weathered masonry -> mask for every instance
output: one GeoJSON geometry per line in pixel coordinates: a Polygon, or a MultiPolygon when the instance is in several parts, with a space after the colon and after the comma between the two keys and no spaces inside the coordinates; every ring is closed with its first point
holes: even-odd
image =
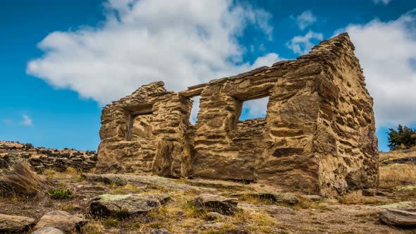
{"type": "Polygon", "coordinates": [[[378,183],[373,101],[347,34],[296,60],[175,92],[143,85],[102,111],[102,172],[259,181],[336,195],[378,183]],[[191,97],[200,97],[195,125],[191,97]],[[269,97],[266,118],[239,121],[269,97]]]}

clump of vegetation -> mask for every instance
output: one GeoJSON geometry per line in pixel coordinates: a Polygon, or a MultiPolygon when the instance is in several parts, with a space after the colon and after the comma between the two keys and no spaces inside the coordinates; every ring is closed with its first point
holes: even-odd
{"type": "Polygon", "coordinates": [[[102,221],[102,224],[107,228],[116,227],[120,221],[116,218],[108,218],[102,221]]]}
{"type": "Polygon", "coordinates": [[[416,167],[410,164],[391,164],[380,167],[382,186],[396,185],[402,182],[416,181],[416,167]]]}
{"type": "Polygon", "coordinates": [[[70,189],[52,188],[48,191],[48,196],[51,199],[67,199],[72,196],[70,189]]]}
{"type": "Polygon", "coordinates": [[[26,163],[16,162],[0,176],[0,192],[4,195],[35,196],[42,192],[47,183],[26,163]]]}
{"type": "Polygon", "coordinates": [[[397,130],[389,128],[387,133],[390,149],[408,149],[416,145],[416,130],[398,125],[397,130]]]}

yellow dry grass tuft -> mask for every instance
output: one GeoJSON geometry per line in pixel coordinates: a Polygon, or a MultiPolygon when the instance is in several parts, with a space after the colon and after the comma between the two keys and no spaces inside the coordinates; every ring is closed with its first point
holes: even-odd
{"type": "Polygon", "coordinates": [[[416,181],[416,165],[391,164],[381,166],[379,170],[381,186],[416,181]]]}
{"type": "Polygon", "coordinates": [[[381,200],[376,197],[365,197],[362,195],[360,192],[353,192],[343,195],[338,199],[338,202],[345,204],[384,204],[385,201],[381,200]]]}
{"type": "Polygon", "coordinates": [[[0,192],[4,195],[35,196],[47,189],[44,178],[26,163],[16,162],[0,176],[0,192]]]}

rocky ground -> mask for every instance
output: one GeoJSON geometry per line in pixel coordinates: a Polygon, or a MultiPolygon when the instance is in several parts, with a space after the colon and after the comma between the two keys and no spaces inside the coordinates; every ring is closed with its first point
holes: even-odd
{"type": "Polygon", "coordinates": [[[0,197],[0,233],[415,233],[416,164],[403,159],[412,156],[416,149],[381,154],[379,189],[335,198],[259,183],[44,168],[43,192],[0,197]]]}

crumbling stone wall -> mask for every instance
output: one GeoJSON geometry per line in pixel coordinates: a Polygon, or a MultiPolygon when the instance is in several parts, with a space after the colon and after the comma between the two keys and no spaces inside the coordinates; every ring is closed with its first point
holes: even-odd
{"type": "Polygon", "coordinates": [[[144,85],[103,110],[99,168],[261,181],[310,194],[374,187],[373,103],[353,50],[341,34],[296,60],[185,91],[144,85]],[[238,121],[243,101],[264,97],[265,118],[238,121]]]}

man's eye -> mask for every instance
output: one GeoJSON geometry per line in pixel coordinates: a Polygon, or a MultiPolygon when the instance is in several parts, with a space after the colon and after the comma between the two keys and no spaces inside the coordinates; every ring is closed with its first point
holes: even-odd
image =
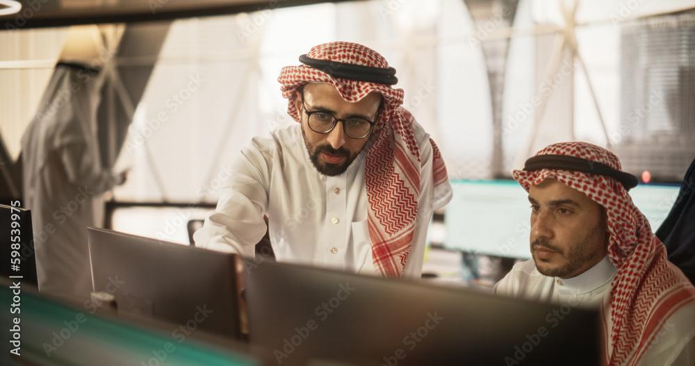
{"type": "Polygon", "coordinates": [[[369,124],[369,122],[359,118],[350,118],[347,119],[345,123],[348,125],[348,126],[358,126],[369,124]]]}

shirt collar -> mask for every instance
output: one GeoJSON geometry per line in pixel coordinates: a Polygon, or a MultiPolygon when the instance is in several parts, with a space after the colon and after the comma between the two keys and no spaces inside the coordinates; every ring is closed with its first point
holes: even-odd
{"type": "Polygon", "coordinates": [[[558,290],[562,292],[582,294],[593,291],[610,282],[618,273],[618,269],[611,263],[608,256],[582,274],[571,278],[555,277],[558,290]]]}

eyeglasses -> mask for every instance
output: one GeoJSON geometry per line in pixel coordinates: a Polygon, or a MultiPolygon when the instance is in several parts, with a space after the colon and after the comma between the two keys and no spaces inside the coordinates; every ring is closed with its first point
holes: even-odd
{"type": "Polygon", "coordinates": [[[377,124],[377,121],[379,119],[379,113],[382,109],[379,105],[379,110],[377,110],[377,117],[375,118],[374,122],[368,121],[367,119],[357,117],[338,119],[327,112],[322,112],[321,110],[309,112],[306,110],[306,106],[304,103],[304,90],[302,91],[302,107],[304,108],[304,113],[306,113],[309,117],[309,128],[311,128],[311,131],[318,133],[328,133],[333,131],[333,128],[340,122],[343,122],[343,131],[345,131],[345,135],[355,140],[364,138],[367,137],[367,135],[369,135],[369,133],[374,128],[374,125],[377,124]]]}

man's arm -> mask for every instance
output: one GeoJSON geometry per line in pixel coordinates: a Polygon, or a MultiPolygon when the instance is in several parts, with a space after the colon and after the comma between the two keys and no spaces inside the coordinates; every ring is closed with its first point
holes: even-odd
{"type": "Polygon", "coordinates": [[[254,140],[232,164],[215,211],[193,234],[195,245],[253,258],[256,243],[266,231],[270,159],[254,140]]]}

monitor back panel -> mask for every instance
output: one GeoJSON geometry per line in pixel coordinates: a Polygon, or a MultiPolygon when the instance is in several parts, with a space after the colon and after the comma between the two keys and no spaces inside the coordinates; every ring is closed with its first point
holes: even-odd
{"type": "Polygon", "coordinates": [[[279,263],[247,273],[250,339],[282,365],[598,365],[598,310],[279,263]]]}
{"type": "Polygon", "coordinates": [[[119,313],[239,338],[235,255],[110,230],[88,231],[95,292],[113,294],[119,313]]]}
{"type": "Polygon", "coordinates": [[[0,275],[21,276],[24,283],[38,286],[31,211],[0,204],[0,247],[1,258],[6,258],[0,275]]]}

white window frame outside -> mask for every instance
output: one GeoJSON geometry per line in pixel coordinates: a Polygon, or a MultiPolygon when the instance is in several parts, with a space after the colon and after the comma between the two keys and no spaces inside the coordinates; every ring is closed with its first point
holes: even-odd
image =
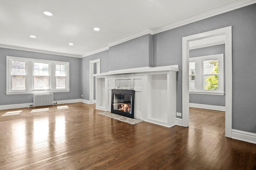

.....

● THE PROBLEM
Copy every line above word for word, but leave out the pictures.

● SOLVED EXERCISE
weathered masonry -> mask for every instance
output: one GeoJSON geometry per line in pixel coordinates: a Polygon, or a MultiPolygon when the instance is in several parts, with a space after the colon and after the comma between the two keys and no spaces inside the coordinates; every ring is closed with its first point
holes: even-odd
image =
{"type": "Polygon", "coordinates": [[[378,183],[373,101],[347,34],[296,60],[175,92],[143,85],[102,111],[102,172],[259,181],[336,195],[378,183]],[[191,97],[200,97],[195,125],[191,97]],[[269,97],[266,118],[239,121],[269,97]]]}

clump of vegetation -> mask for every instance
output: one GeoJSON geometry per line in pixel coordinates: a Polygon, or a MultiPolygon when the instance is in several parts, with a space after the colon and after the comma between the two keys and no spaces inside the coordinates; every ring is closed with its first point
holes: even-odd
{"type": "Polygon", "coordinates": [[[102,221],[102,224],[107,228],[116,227],[120,221],[116,218],[108,218],[102,221]]]}
{"type": "Polygon", "coordinates": [[[416,167],[410,164],[391,164],[380,167],[382,186],[396,185],[402,182],[416,181],[416,167]]]}
{"type": "Polygon", "coordinates": [[[70,189],[52,188],[48,191],[48,196],[51,199],[67,199],[72,196],[70,189]]]}
{"type": "Polygon", "coordinates": [[[26,163],[16,162],[0,176],[0,192],[4,195],[35,196],[42,192],[47,183],[26,163]]]}
{"type": "Polygon", "coordinates": [[[397,130],[389,128],[387,133],[390,149],[408,149],[416,145],[416,130],[398,125],[397,130]]]}

yellow dry grass tuft -> mask for every instance
output: one GeoJSON geometry per line in pixel coordinates: a Polygon, or a MultiPolygon when the instance is in several parts, with a space after the colon and after the comma between the two keys and no spaces inside the coordinates; every ring is closed with its first point
holes: even-odd
{"type": "Polygon", "coordinates": [[[416,181],[416,165],[391,164],[381,166],[379,170],[381,186],[416,181]]]}
{"type": "Polygon", "coordinates": [[[381,200],[376,197],[365,197],[362,195],[360,192],[353,192],[343,195],[338,199],[338,202],[345,204],[384,204],[385,201],[381,200]]]}
{"type": "Polygon", "coordinates": [[[0,192],[4,195],[35,196],[47,189],[44,178],[26,163],[16,162],[0,176],[0,192]]]}

rocky ground -> mask for every instance
output: one GeoJSON geometry per line in pixel coordinates: a Polygon, or a MultiPolygon when the instance is in several parts, with a space after the colon and after the comma between the two keys and no spaces inside the coordinates; every ring is closed with its first point
holes: even-odd
{"type": "Polygon", "coordinates": [[[0,197],[0,233],[415,233],[416,164],[403,159],[412,156],[416,149],[381,154],[379,189],[335,198],[259,183],[44,168],[43,192],[0,197]]]}

crumbling stone wall -> mask for every instance
output: one GeoJSON geometry per line in pixel coordinates: a Polygon, or a MultiPolygon when the instance is in several parts, with a space after the colon and after the comma between the two keys and no spaces inside the coordinates; every ring is closed with its first point
holes: even-odd
{"type": "Polygon", "coordinates": [[[144,85],[103,110],[99,168],[261,181],[310,194],[374,187],[373,103],[353,50],[341,34],[296,60],[185,91],[144,85]],[[238,121],[243,101],[264,97],[265,118],[238,121]]]}

man's eye -> mask for every instance
output: one GeoJSON geometry per line in pixel coordinates: a Polygon, or a MultiPolygon when the instance is in several parts, with a space after the colon and after the comma between the two keys and no spaces inside the coordinates; every ring is closed with its first point
holes: even-odd
image =
{"type": "Polygon", "coordinates": [[[369,124],[369,122],[359,118],[350,118],[347,119],[345,123],[348,125],[348,126],[358,126],[369,124]]]}

shirt collar -> mask for every instance
output: one GeoJSON geometry per line in pixel coordinates: a Polygon, or a MultiPolygon when the instance is in several parts, with a space after the colon and after the comma between the two keys and no spaces inside the coordinates; every ring is closed with its first point
holes: even-odd
{"type": "Polygon", "coordinates": [[[558,290],[562,292],[582,294],[593,291],[610,282],[618,273],[618,269],[611,263],[608,256],[582,274],[571,278],[555,277],[558,290]]]}

eyeglasses -> mask for every instance
output: one GeoJSON geometry per line in pixel coordinates: a Polygon, or a MultiPolygon when the instance is in several parts, with a space after the colon and after the comma between the two keys and no spaces inside the coordinates; every ring is closed with its first point
holes: even-odd
{"type": "Polygon", "coordinates": [[[377,124],[377,121],[379,119],[379,113],[382,109],[379,105],[379,110],[377,110],[377,117],[375,118],[374,122],[368,121],[367,119],[357,117],[338,119],[327,112],[322,112],[321,110],[309,112],[306,110],[306,106],[304,103],[304,90],[302,91],[302,107],[304,108],[304,113],[306,113],[309,117],[309,128],[311,128],[311,131],[318,133],[328,133],[333,131],[333,128],[340,122],[343,122],[343,131],[345,131],[345,135],[355,140],[364,138],[367,137],[367,135],[369,135],[369,133],[374,128],[374,125],[377,124]]]}

man's arm -> mask for every instance
output: one GeoJSON geometry per line in pixel coordinates: a Polygon, or a MultiPolygon when the instance is in several parts, with a space after the colon and after the comma between the two keys and no spaces inside the coordinates; every ring is closed with its first point
holes: even-odd
{"type": "Polygon", "coordinates": [[[254,140],[232,164],[215,211],[193,234],[195,245],[253,258],[256,243],[266,231],[270,159],[254,140]]]}

monitor back panel -> mask for every instance
output: one GeoJSON geometry per line in pixel coordinates: a Polygon, or a MultiPolygon when the instance is in several parts, with a space after the colon and after the comma between the two keys and no spaces inside the coordinates; every ring is closed with its first point
holes: even-odd
{"type": "Polygon", "coordinates": [[[279,263],[247,273],[250,339],[282,365],[598,365],[598,310],[279,263]]]}
{"type": "Polygon", "coordinates": [[[119,313],[239,338],[235,255],[110,230],[88,231],[95,292],[113,294],[119,313]]]}
{"type": "Polygon", "coordinates": [[[0,275],[21,276],[24,283],[38,286],[31,211],[0,204],[0,247],[1,258],[6,258],[0,275]]]}

white window frame outside -> mask for every instance
output: one GeoJSON geometry per line in pixel coordinates: a Polygon, or a MultiPolygon when the instance is in several parts, with a space after the colon and after the comma between the two keys and no spaces inside the coordinates; every ring is closed with its first point
holes: even-odd
image =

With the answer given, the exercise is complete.